Point localization data
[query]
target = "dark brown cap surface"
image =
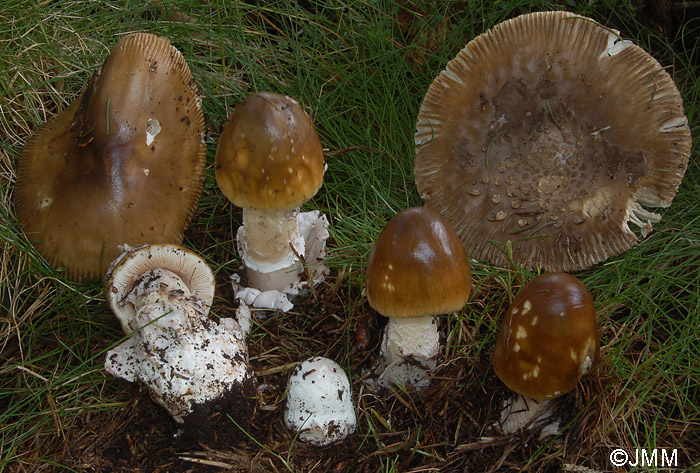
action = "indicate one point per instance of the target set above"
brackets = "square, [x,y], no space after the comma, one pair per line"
[549,337]
[124,163]
[417,267]
[269,155]
[551,132]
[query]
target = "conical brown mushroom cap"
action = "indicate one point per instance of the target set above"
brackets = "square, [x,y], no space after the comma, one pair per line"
[551,132]
[124,163]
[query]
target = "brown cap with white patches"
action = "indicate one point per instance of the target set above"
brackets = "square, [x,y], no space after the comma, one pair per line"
[549,338]
[269,156]
[123,163]
[417,267]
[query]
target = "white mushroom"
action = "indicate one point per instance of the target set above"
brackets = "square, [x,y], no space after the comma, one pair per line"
[191,365]
[319,402]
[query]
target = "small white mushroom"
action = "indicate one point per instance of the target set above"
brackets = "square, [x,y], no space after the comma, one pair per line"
[319,402]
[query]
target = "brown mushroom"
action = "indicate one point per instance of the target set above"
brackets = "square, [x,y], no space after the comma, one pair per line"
[549,338]
[552,133]
[417,268]
[124,163]
[269,161]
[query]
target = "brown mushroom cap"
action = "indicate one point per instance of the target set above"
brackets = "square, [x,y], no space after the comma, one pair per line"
[417,267]
[269,156]
[550,132]
[124,163]
[549,337]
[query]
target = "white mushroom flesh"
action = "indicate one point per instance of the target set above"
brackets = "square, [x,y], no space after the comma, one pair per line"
[275,279]
[319,402]
[409,349]
[176,351]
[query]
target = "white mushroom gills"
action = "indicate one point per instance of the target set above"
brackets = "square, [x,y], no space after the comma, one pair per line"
[319,402]
[410,347]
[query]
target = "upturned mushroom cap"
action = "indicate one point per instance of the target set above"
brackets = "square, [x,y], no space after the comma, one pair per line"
[417,267]
[269,155]
[551,132]
[124,163]
[319,402]
[549,337]
[126,272]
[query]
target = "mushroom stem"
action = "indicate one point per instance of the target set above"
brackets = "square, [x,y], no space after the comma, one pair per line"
[523,411]
[269,242]
[410,347]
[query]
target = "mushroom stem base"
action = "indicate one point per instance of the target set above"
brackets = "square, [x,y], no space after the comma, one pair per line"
[410,348]
[274,280]
[524,412]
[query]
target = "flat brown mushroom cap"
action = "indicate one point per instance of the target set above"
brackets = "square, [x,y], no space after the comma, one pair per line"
[92,178]
[549,337]
[269,155]
[417,267]
[550,132]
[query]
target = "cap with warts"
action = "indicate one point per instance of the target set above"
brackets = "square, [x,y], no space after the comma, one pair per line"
[417,267]
[549,337]
[124,163]
[269,155]
[125,273]
[551,132]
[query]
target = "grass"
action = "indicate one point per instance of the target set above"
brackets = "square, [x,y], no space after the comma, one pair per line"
[361,69]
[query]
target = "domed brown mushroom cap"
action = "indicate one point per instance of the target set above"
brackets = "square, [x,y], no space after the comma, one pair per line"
[122,164]
[417,267]
[269,156]
[549,337]
[551,132]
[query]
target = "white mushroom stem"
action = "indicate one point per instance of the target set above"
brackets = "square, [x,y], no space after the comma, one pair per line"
[265,244]
[182,357]
[410,348]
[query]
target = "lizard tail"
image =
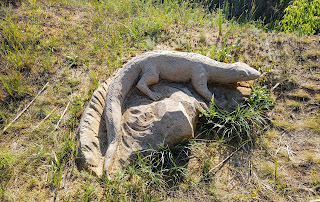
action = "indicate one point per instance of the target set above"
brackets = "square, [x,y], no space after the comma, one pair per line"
[118,89]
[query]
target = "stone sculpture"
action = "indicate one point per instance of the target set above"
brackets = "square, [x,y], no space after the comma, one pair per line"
[145,70]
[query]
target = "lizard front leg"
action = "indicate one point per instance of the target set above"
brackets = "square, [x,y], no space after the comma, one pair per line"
[199,82]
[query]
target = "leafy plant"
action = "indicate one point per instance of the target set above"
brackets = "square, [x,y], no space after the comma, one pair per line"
[302,16]
[226,125]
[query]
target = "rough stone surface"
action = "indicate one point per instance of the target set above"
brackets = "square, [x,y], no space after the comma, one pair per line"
[145,123]
[125,130]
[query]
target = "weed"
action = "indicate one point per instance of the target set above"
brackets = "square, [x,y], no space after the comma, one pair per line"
[294,104]
[302,16]
[13,85]
[313,123]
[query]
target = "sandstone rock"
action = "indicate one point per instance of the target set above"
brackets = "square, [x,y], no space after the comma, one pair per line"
[145,123]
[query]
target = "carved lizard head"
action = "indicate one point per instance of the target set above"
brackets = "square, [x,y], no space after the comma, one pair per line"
[243,72]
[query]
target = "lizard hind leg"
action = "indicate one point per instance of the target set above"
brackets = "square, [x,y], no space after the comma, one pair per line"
[199,82]
[149,76]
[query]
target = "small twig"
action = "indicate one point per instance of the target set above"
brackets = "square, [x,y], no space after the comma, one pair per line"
[45,118]
[25,108]
[57,125]
[225,160]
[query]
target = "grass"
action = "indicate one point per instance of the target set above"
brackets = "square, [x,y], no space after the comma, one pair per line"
[237,124]
[75,45]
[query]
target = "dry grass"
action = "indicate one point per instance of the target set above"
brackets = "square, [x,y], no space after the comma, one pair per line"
[77,44]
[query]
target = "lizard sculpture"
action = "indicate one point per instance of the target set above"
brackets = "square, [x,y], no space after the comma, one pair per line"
[150,67]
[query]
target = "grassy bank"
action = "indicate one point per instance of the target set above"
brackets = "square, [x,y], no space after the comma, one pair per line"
[74,45]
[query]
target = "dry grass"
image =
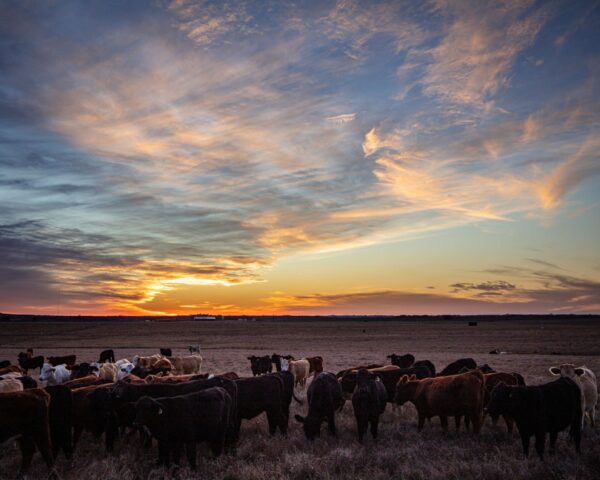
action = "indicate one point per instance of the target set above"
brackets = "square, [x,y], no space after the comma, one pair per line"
[400,452]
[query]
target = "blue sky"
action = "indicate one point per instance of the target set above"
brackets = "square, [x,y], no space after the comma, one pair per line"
[305,157]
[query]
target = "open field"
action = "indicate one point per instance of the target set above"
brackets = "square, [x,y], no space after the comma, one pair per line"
[399,453]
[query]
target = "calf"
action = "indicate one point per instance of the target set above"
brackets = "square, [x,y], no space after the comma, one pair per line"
[300,370]
[586,381]
[369,401]
[185,365]
[260,365]
[55,375]
[8,385]
[452,395]
[30,363]
[454,368]
[276,360]
[186,420]
[324,398]
[316,365]
[66,360]
[25,415]
[61,421]
[425,363]
[107,356]
[262,394]
[402,361]
[548,408]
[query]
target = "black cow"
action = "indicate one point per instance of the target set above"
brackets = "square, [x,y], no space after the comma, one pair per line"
[402,361]
[61,419]
[388,377]
[369,401]
[263,394]
[110,411]
[288,392]
[260,365]
[276,360]
[107,356]
[455,367]
[541,409]
[324,398]
[30,363]
[485,368]
[186,420]
[425,363]
[27,382]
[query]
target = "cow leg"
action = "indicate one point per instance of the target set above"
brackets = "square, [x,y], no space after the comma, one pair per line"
[553,436]
[272,418]
[509,423]
[540,440]
[374,426]
[421,422]
[444,422]
[190,451]
[361,425]
[27,449]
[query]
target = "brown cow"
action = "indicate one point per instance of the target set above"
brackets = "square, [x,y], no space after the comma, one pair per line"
[453,395]
[316,365]
[25,414]
[66,359]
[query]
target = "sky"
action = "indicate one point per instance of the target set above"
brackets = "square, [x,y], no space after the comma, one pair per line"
[307,157]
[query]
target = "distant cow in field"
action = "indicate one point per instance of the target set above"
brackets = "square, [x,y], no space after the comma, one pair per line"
[315,365]
[452,395]
[25,415]
[369,366]
[300,370]
[402,361]
[368,401]
[454,368]
[260,365]
[276,360]
[30,363]
[324,399]
[186,420]
[107,356]
[184,365]
[64,360]
[586,381]
[55,375]
[541,409]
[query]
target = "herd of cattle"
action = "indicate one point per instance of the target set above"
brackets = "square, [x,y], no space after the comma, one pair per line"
[165,397]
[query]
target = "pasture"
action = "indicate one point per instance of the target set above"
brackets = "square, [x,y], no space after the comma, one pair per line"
[400,451]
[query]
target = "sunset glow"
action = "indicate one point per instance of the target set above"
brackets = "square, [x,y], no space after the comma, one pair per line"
[313,157]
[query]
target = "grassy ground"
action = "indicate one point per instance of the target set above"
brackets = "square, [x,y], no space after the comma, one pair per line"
[400,452]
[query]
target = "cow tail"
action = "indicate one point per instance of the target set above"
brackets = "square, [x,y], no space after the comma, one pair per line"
[296,398]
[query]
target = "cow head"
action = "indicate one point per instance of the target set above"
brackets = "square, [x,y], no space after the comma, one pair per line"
[405,389]
[311,425]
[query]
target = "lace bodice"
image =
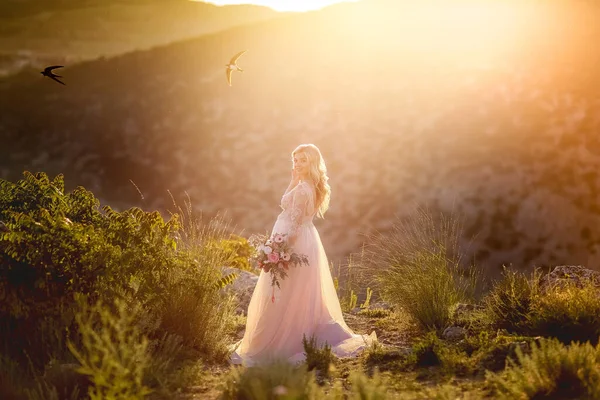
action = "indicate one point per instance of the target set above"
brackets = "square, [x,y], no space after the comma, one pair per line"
[299,206]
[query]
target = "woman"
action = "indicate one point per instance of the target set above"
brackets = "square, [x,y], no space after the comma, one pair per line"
[307,303]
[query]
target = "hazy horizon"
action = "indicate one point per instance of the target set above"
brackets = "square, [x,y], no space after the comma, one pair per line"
[281,5]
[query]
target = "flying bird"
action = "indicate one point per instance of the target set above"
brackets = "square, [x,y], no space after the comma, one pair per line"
[232,66]
[48,72]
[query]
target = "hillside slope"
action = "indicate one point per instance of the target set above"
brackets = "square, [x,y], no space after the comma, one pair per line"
[496,118]
[36,32]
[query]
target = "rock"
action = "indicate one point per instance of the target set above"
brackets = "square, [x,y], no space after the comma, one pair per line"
[454,333]
[242,287]
[576,274]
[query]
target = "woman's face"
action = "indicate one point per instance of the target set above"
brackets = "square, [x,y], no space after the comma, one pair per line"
[301,165]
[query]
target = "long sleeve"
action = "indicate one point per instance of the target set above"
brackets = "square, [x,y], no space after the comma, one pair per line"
[300,202]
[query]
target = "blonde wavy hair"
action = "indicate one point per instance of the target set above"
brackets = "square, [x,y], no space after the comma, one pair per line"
[318,175]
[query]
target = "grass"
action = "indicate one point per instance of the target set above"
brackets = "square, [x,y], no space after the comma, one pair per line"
[165,333]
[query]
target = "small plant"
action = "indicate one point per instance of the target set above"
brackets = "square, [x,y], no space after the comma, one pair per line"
[568,313]
[552,371]
[367,299]
[510,301]
[375,312]
[114,354]
[275,380]
[318,358]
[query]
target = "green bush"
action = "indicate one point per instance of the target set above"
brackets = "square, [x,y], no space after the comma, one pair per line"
[278,379]
[551,371]
[113,353]
[568,313]
[62,245]
[318,358]
[418,268]
[510,301]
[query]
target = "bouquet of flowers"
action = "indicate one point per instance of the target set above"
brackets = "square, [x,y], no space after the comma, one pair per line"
[274,255]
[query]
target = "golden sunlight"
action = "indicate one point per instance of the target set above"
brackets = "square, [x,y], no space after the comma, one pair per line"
[281,5]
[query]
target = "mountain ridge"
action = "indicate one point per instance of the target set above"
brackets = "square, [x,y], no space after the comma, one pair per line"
[500,136]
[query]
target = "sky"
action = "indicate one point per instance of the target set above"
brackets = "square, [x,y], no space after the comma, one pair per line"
[282,5]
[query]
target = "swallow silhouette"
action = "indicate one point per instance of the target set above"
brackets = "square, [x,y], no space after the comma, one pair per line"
[48,72]
[232,66]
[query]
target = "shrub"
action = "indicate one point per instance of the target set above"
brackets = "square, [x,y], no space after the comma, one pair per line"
[59,245]
[114,353]
[552,371]
[418,267]
[510,301]
[568,313]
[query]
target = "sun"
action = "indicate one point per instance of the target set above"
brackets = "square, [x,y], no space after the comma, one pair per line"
[282,5]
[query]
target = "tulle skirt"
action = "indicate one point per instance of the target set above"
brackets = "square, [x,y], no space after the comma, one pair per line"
[306,305]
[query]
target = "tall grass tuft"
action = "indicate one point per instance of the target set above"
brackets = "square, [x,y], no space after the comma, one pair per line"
[194,308]
[510,302]
[418,266]
[551,371]
[113,352]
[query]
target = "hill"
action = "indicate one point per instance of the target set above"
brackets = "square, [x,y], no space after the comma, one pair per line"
[491,112]
[34,32]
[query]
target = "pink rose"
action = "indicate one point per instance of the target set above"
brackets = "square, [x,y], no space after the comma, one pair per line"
[273,257]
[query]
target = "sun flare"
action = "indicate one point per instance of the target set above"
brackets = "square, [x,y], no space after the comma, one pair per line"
[281,5]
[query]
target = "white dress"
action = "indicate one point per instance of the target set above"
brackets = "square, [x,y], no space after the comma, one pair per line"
[307,303]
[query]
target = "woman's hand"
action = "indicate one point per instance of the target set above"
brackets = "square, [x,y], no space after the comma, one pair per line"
[295,177]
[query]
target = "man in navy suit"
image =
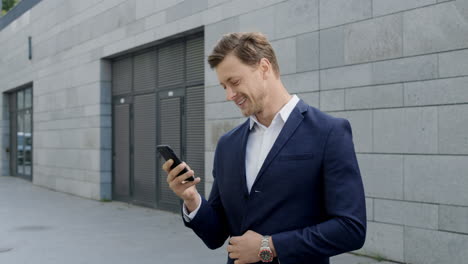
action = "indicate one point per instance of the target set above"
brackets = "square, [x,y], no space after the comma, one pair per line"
[287,187]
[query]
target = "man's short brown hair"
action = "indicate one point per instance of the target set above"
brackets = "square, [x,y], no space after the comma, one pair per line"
[249,47]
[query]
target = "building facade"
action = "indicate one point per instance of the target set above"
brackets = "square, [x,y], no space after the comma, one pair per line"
[90,87]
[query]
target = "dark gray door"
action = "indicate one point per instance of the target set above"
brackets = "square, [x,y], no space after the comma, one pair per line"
[21,133]
[121,155]
[161,86]
[13,135]
[170,120]
[144,133]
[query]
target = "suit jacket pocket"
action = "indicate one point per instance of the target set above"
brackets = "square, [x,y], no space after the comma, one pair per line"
[305,156]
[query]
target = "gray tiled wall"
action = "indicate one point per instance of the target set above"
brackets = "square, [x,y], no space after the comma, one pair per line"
[398,70]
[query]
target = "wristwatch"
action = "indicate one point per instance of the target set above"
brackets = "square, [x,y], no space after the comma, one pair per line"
[266,254]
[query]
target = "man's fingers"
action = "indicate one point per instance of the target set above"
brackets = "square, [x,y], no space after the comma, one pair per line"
[233,240]
[167,165]
[172,174]
[229,248]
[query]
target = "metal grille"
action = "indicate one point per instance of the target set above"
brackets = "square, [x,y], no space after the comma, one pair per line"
[122,76]
[195,61]
[122,151]
[144,152]
[195,105]
[170,135]
[144,72]
[171,65]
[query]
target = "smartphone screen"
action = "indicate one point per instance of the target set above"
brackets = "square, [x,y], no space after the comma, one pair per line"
[167,153]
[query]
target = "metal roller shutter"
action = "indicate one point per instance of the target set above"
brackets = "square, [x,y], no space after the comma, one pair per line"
[195,137]
[144,133]
[170,134]
[171,65]
[195,61]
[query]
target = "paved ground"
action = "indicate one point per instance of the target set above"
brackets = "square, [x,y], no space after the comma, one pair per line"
[38,225]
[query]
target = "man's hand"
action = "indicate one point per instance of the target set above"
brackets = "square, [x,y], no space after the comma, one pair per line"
[184,189]
[244,249]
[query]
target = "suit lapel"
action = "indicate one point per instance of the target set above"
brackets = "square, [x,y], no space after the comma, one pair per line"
[294,120]
[244,137]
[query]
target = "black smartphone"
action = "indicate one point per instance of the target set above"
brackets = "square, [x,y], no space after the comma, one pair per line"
[167,152]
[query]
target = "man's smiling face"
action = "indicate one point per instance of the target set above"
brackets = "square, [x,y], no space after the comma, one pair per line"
[243,84]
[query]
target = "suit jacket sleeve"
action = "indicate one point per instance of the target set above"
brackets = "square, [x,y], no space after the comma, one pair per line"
[345,228]
[210,223]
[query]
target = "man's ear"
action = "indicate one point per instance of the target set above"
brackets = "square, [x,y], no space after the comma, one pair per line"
[265,67]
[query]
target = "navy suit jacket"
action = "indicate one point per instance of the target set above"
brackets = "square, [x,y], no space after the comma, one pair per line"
[308,194]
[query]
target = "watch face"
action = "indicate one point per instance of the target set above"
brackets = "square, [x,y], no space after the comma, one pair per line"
[266,255]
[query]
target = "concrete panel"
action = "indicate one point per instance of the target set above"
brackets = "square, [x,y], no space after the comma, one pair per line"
[384,241]
[301,82]
[370,209]
[307,52]
[436,179]
[332,47]
[382,175]
[312,99]
[214,94]
[406,213]
[135,28]
[434,247]
[261,20]
[209,159]
[453,218]
[374,97]
[348,76]
[332,100]
[285,51]
[295,17]
[404,70]
[436,92]
[383,7]
[375,39]
[214,129]
[216,2]
[453,129]
[338,12]
[411,130]
[452,64]
[154,20]
[185,9]
[222,110]
[361,123]
[434,29]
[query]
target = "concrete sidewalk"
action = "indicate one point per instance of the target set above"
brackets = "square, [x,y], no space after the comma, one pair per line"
[38,225]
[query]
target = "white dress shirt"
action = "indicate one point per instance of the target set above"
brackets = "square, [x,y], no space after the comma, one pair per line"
[259,144]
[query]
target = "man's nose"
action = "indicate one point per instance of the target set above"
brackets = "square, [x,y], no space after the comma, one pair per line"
[230,94]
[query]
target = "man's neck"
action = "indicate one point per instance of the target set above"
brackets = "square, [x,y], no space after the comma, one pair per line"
[272,107]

ACTIVITY ▸ Show me every line of the entries above that holds "hand".

REPLY ▸
target = "woman's hand"
target = "man's hand"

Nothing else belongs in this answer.